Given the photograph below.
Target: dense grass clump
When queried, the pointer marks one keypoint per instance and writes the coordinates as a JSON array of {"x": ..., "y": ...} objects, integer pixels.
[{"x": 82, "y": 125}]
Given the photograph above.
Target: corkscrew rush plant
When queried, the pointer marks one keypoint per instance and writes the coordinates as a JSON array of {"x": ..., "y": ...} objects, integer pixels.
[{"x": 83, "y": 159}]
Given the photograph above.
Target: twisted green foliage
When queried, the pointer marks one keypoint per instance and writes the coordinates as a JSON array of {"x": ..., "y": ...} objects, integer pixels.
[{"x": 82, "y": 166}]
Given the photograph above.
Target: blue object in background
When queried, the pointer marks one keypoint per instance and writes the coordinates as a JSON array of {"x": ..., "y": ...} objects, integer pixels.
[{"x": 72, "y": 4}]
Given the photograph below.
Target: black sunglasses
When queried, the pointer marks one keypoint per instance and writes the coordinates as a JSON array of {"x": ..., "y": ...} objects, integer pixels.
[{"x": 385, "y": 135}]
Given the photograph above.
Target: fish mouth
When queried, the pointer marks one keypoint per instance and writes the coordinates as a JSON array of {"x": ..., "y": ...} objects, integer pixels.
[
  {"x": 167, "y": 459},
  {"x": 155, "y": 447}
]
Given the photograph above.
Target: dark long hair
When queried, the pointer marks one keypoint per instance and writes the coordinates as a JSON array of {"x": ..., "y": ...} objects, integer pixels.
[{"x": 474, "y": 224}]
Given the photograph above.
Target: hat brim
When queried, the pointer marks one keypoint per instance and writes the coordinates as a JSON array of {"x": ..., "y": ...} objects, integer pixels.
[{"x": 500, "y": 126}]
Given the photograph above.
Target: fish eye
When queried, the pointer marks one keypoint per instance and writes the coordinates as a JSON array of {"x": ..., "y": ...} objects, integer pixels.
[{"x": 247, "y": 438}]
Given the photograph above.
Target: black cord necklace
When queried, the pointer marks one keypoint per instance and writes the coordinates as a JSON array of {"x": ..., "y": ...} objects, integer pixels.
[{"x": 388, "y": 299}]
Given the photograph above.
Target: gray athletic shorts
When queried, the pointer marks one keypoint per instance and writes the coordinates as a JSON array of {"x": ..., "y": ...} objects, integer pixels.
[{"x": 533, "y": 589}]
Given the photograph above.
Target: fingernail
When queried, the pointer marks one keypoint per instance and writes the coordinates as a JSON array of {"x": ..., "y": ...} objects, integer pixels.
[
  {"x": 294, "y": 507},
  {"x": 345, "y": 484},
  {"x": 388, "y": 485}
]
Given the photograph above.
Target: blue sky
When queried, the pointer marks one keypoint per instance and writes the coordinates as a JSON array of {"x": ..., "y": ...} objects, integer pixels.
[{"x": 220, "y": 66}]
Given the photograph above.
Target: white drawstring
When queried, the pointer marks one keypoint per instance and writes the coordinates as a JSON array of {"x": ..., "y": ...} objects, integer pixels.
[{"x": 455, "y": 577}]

┄┄┄┄┄┄

The full listing needs to be transcribed exactly.

- [Final answer]:
Given the photograph below.
Target: dense grass clump
When queried, the pointer marks one keypoint per instance and writes the coordinates as a JSON array of {"x": ..., "y": ...} objects, integer pixels.
[{"x": 82, "y": 125}]
Given the photograph above.
Target: corkscrew rush plant
When queried, the pointer marks one keypoint per instance and writes the coordinates as a JSON array of {"x": ..., "y": ...} objects, integer pixels.
[{"x": 83, "y": 159}]
Given the photograph above.
Target: twisted green foliage
When queried, the pointer marks one keypoint per instance and writes the coordinates as a JSON array of {"x": ..., "y": ...} objects, integer pixels.
[{"x": 82, "y": 166}]
Given the photograph above.
Target: blue object in background
When queried, the pointer marks one keypoint per instance and writes the coordinates as a JSON array of {"x": ..., "y": ...} objects, integer pixels.
[{"x": 72, "y": 4}]
Given the photograph below.
Target: black sunglasses
When queried, the pointer marks one keypoint per instance and writes the coordinates as a JSON array of {"x": ..., "y": ...} objects, integer pixels.
[{"x": 385, "y": 135}]
Given the photograph above.
Target: fish mouth
When queried, the pointer marks one keypoint per instance and writes the coordinates as a JSON array of {"x": ..., "y": ...} objects, integer pixels.
[
  {"x": 167, "y": 459},
  {"x": 155, "y": 447}
]
Given the photograph above.
Target: dark long hair
When queried, the pointer marks one keypoint per instance and writes the coordinates as a JSON array of {"x": ..., "y": ...} objects, integer pixels.
[{"x": 474, "y": 224}]
Given the photograph above.
Target: hat brim
When queried, the pointer marks one keypoint per instance and writes the coordinates as a JSON array of {"x": ..., "y": ...} objects, integer pixels.
[{"x": 500, "y": 126}]
Given the photograph above.
Target: fish eye
When queried, the pointer marks one keypoint per instance and writes the coordinates as a JSON array of {"x": ..., "y": ...} objects, integer pixels.
[{"x": 247, "y": 438}]
Given the photograph above.
Target: black cord necklace
When queried, the pointer marks one keypoint per instance and writes the coordinates as a JSON array of {"x": ..., "y": ...} objects, integer pixels.
[{"x": 388, "y": 299}]
Given the photograph above.
Target: gray athletic shorts
When queried, the pointer marks one keypoint per instance and writes the coordinates as a JSON array of {"x": ..., "y": ...} objects, integer pixels.
[{"x": 533, "y": 589}]
Given the photograph above.
Target: fingernail
When queried, the pointer marks one keypoint per instance and writes the coordinates as a JSON array of {"x": ..., "y": ...} objects, integer pixels.
[
  {"x": 294, "y": 507},
  {"x": 345, "y": 484},
  {"x": 388, "y": 485}
]
Given the photograph above.
Target: blue sky
When queried, the pointer marks one keypoint per instance and writes the coordinates as a JSON array of {"x": ..., "y": ...} objects, integer pixels.
[{"x": 220, "y": 66}]
Given the photograph above.
Target: white drawstring
When queried, the pointer marks one keypoint per instance and writes the coordinates as a JSON array of {"x": ..., "y": ...} objects, integer pixels.
[{"x": 455, "y": 577}]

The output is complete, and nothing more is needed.